Listed records:
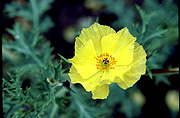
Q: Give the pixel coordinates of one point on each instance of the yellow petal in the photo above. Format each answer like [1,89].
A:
[84,60]
[120,45]
[108,77]
[95,33]
[101,92]
[88,84]
[138,68]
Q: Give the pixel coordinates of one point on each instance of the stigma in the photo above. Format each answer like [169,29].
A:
[105,62]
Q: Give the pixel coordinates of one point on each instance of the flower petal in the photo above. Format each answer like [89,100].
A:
[120,45]
[101,92]
[108,77]
[137,68]
[95,33]
[88,84]
[84,60]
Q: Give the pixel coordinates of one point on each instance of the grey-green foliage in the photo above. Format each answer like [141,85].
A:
[158,30]
[29,57]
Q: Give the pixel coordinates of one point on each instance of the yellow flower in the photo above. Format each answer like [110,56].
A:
[103,56]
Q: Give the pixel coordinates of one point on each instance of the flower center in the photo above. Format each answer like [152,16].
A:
[105,62]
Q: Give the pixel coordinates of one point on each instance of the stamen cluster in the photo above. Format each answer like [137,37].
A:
[105,62]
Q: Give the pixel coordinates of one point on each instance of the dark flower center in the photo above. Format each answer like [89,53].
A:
[105,61]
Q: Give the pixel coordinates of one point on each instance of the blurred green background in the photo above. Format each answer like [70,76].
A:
[34,31]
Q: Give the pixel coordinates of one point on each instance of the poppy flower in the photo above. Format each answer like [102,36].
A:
[104,56]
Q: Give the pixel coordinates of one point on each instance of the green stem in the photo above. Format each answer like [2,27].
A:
[165,71]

Task to carry out: Leave the pictures out and output all of the data verbatim.

Exercise solution:
Q: Give the pixel coordinates of one point on each instance of the yellow petal in the photo above. Format each answer like [1,89].
A:
[84,60]
[120,45]
[108,77]
[95,33]
[101,92]
[88,84]
[138,68]
Q: Give the pixel coordinates of one point on each instance of the stigma in the photo above. Format each answer like [169,29].
A:
[105,62]
Q: Give the pixel coordinates of one point on each instance of the flower petal in the photo above. Format each answer like [89,100].
A:
[120,45]
[101,92]
[108,77]
[137,68]
[95,33]
[88,84]
[84,60]
Q: Give the pixel coordinates of one point on each instance of the grey-green foliage in the photo above. Format each answer like [141,85].
A:
[158,30]
[29,57]
Q: Give the pixel coordinates of one point on each instance of the yellow flower in the photo above. Format each answer like [110,56].
A:
[103,56]
Q: Give the pixel coordinates of one point on each instance of the flower center in the photo above. Format each answer like [152,16].
A:
[105,62]
Q: Give the pixel coordinates of one point on each instance of the stamen cluster in the photo above. Format each answer like [137,37].
A:
[105,62]
Q: Give the pixel coordinates of one point on each instance of the dark flower center in the photo above. Format each answer like [89,53].
A:
[105,61]
Q: Give the pixel coordinates of one point on each instance of the blurred green background in the photo above. Format each answer like [70,76].
A:
[34,31]
Q: Give the pixel coordinates of one point on each instance of the poppy flower in the photo above. Format each answer like [102,36].
A:
[104,56]
Q: Give the pixel coordinates of one point on each instance of the green stem in the photo above. Format each answer like [2,27].
A:
[165,71]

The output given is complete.